Наказание без преступления
Наказание без преступления
Илья Лунев в романе «Трое» убивает купца Полуэктова без всякого плана, без «теории» (как Раскольников), повинуясь инстинкту сильного и здорового мужчины, на пути которого стоит жалкое и отвратительное существо.
В русской традиции вопрос о преступлении неразрывно связан с вопросом о наказании, притом не юридическом, а нравственном. В романах Достоевского «Преступление и наказание» и Толстого «Воскресение» преступника наказывает не общество, не юридическое лицо, но Верховная Воля, перед которой бледнеют институты власти. Подлинное наказание — это чувство вины, совесть, истязавшие Раскольникова.
Однако в начале века возникает и другая традиция. Понимать преступление, даже и самое тяжкое — убийство, не как вину, но как беду преступника, тем самым снимая с него всякую ответственность и возлагая вину на окружающий мир в самом широком смысле слова. Вопрос о «несчастном» (говоря словами Ницше, «бледном») преступнике ставится в творчестве Горького. Свое художественное воплощение такая постановка вопроса обрела в романе «Трое», где проблема «преступления и наказания» нашла совсем другое решение, нежели в известном романе Достоевского.
«Трое» — второе после «Фомы Гордеева» крупное произведение Горького. «Трое», как и все свои крупные вещи, включая «Жизнь Клима Самгина», Горький считал повестью, но это скорее все же роман, как и «Фома Гордеев». Причем это роман, написанный под влиянием Достоевского и в то же время в споре с ним.
Однако проблема состоит в том, что спор этот Горький выиграть не мог, потому что, в отличие от Достоевского или Ницше, у него не было своей ясной концепции «преступления и наказания». Весь ужас и экзистенциальная «черная дыра» этого романа заключаются в том, что Илья Лунев совершил именно бессмысленное убийство. В этом убийстве выразились его отчаяние найти смысл жизни и как бы месть мирозданию. Но месть эта оказалась настолько ничтожна, что Илье ничего не оставалось, как покончить с собой.
Старик Полуэктов, мерзавец, развратник, куда отвратительней старухи-процентщицы, которую убивает Раскольников. Он своего рода воплощение мирского срама, нечистоты, от которых страдает душевно ранимый Лунев (здесь угадывается натура самого Пешкова). Но как ни странно, именно это будто бы «моральное» оправдание убийства и есть последний приговор Луневу. Раскольников убивает «теоретически». Он осознает свой поступок как преступление и играет в «орла и решку»: сможет он вынести собственное преступление в душе своей или нет? Если — да, он — сверхчеловек. Если — нет, он — «тварь дрожащая». Лунев же вовсе не воспринимает свой поступок как преступление. Ему просто противно и все. Вот где ужас!

**ФОРМУЛИРОВКА ЗАДАНИЯ 1**
Дословно воспроизведите записи с самого начала до строки с «pixel 76 142» включительно, не включая в ответ изображения.

**ИСХОДНЫЕ ДАННЫЕ**
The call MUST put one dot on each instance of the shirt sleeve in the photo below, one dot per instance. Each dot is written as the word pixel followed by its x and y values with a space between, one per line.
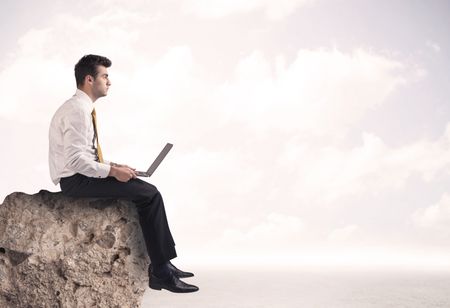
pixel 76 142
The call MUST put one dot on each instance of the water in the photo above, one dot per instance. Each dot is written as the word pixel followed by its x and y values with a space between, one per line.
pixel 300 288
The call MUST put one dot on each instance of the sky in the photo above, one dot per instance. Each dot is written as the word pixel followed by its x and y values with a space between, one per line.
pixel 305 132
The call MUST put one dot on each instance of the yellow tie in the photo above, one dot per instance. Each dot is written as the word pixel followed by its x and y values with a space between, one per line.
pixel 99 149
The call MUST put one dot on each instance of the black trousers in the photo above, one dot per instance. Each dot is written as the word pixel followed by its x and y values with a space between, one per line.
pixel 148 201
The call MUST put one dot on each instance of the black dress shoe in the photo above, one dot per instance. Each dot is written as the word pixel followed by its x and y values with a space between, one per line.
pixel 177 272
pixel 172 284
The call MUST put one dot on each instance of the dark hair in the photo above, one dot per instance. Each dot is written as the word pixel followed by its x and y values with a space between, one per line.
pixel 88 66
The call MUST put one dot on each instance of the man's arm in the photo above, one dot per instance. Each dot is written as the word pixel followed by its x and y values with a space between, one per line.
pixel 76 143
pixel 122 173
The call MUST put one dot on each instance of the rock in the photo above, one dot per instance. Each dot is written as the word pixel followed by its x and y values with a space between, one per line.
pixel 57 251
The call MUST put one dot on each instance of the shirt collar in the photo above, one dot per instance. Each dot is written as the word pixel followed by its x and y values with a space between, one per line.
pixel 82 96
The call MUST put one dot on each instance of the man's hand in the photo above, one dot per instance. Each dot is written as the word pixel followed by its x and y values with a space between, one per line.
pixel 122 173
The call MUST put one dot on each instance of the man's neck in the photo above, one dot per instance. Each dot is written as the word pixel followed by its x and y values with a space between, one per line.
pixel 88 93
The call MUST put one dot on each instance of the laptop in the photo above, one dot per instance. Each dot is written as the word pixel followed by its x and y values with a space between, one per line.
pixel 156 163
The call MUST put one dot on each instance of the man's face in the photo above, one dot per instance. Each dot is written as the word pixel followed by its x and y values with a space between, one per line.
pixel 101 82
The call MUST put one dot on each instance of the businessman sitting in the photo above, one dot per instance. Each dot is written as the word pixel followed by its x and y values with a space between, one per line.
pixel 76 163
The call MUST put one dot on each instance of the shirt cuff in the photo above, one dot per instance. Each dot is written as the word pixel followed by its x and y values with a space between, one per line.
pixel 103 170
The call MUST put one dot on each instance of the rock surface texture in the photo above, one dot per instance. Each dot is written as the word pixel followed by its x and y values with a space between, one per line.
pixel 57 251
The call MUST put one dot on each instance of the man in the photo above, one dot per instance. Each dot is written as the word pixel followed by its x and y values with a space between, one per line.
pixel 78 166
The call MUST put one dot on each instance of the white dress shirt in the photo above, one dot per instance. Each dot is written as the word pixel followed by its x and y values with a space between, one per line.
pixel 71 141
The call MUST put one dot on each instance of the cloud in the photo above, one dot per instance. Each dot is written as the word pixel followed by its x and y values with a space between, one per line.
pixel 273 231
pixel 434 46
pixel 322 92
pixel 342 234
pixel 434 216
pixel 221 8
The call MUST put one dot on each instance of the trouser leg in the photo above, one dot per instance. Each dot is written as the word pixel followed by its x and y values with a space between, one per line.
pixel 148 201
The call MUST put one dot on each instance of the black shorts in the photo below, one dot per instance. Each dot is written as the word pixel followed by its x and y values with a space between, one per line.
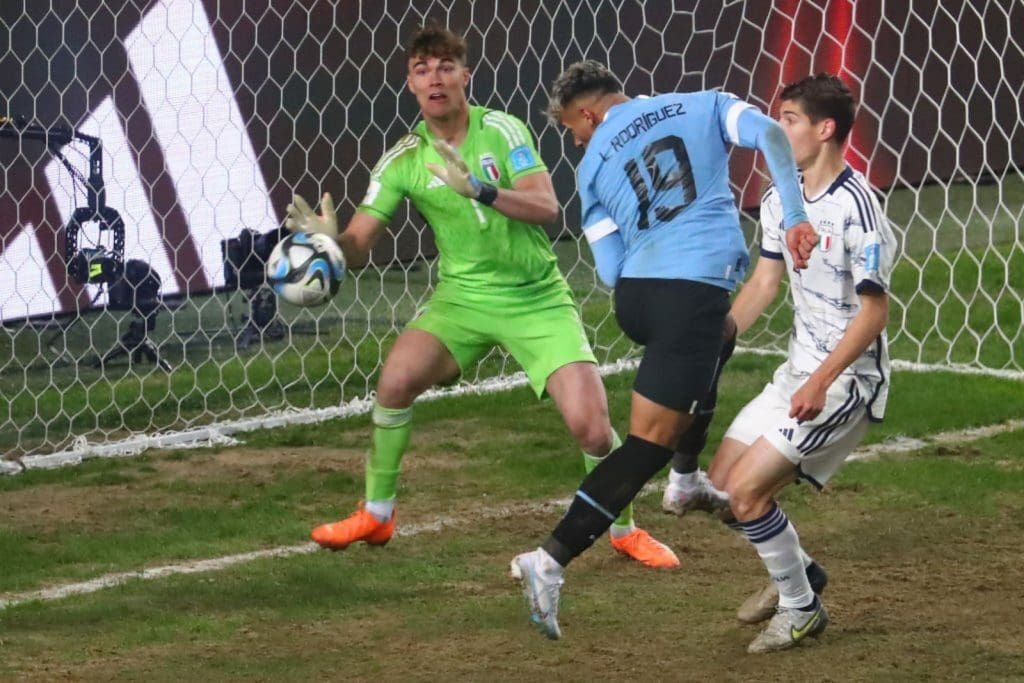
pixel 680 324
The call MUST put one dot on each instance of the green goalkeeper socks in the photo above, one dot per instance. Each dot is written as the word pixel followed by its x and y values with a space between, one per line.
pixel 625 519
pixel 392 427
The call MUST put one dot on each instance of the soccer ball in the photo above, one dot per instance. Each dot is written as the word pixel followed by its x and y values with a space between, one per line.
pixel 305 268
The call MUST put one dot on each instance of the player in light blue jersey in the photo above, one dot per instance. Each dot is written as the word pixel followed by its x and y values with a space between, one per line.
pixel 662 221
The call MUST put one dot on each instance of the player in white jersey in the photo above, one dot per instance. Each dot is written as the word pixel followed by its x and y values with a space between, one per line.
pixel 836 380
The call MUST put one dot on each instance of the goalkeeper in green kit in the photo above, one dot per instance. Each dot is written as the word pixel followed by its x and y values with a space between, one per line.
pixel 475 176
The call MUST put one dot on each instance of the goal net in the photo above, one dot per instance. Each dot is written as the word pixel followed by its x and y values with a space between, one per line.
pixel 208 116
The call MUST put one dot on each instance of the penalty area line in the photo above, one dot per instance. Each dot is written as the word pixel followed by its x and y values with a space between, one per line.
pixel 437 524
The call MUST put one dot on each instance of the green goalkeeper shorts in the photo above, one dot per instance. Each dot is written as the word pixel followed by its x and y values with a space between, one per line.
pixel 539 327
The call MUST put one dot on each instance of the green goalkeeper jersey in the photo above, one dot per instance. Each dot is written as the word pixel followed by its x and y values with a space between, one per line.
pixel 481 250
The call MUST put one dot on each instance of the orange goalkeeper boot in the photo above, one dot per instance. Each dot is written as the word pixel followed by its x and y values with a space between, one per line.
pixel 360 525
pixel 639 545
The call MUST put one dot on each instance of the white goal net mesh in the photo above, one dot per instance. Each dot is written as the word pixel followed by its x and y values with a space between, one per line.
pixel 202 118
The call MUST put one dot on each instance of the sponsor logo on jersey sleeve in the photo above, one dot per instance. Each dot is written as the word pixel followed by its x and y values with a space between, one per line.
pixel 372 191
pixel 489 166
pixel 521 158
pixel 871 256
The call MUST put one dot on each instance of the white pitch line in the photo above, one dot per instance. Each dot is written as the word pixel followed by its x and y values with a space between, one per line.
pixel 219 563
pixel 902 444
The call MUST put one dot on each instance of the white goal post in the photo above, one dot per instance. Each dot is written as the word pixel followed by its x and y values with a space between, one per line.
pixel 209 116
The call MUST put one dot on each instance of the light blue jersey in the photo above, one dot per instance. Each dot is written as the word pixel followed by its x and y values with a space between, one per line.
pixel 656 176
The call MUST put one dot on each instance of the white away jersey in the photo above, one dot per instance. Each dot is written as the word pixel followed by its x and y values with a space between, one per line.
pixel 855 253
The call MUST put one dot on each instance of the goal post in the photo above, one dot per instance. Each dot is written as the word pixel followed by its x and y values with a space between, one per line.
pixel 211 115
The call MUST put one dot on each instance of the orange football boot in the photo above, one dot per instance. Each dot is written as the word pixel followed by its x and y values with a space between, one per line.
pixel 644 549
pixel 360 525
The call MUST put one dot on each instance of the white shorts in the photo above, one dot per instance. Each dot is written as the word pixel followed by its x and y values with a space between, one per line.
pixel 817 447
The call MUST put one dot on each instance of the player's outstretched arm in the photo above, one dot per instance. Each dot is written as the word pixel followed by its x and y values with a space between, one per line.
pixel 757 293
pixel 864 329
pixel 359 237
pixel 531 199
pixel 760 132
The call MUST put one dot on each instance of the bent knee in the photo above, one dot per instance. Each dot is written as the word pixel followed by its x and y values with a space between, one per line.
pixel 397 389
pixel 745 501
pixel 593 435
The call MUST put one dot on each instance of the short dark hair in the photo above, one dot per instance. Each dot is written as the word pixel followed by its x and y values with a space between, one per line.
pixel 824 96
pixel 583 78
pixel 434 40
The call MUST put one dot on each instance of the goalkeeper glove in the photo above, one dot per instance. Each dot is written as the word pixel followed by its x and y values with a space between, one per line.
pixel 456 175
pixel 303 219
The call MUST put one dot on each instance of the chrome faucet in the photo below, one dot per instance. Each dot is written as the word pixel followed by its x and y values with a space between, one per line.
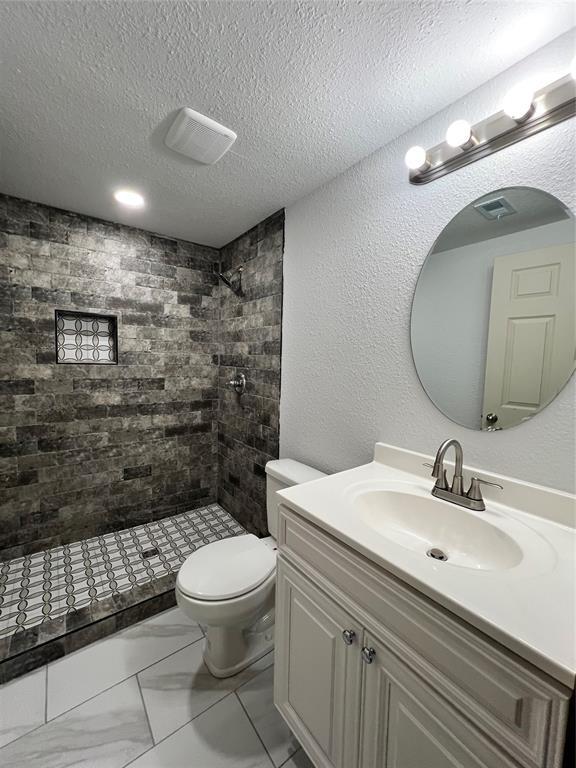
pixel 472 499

**ФОРМУЛИРОВКА ЗАДАНИЯ 2**
Ответьте по статье о романе «Трое»:
(а) Кого убивает Илья Лунев?
(б) Каким по счету крупным произведением Горького названо «Трое»?
(в) Чем кончает Илья в конце концов?

**РЕШЕНИЕ ЗАДАНИЯ 1**
The call MUST put one dot on each instance of the shirt sleeve in the photo below, one dot per instance. Each dot is written as the word pixel followed by its x and y values with a space between, one per line.
pixel 76 142

**РЕШЕНИЕ ЗАДАНИЯ 2**
(а) Купца Полуэктова.
(б) Вторым, после «Фомы Гордеева».
(в) Он кончает с собой.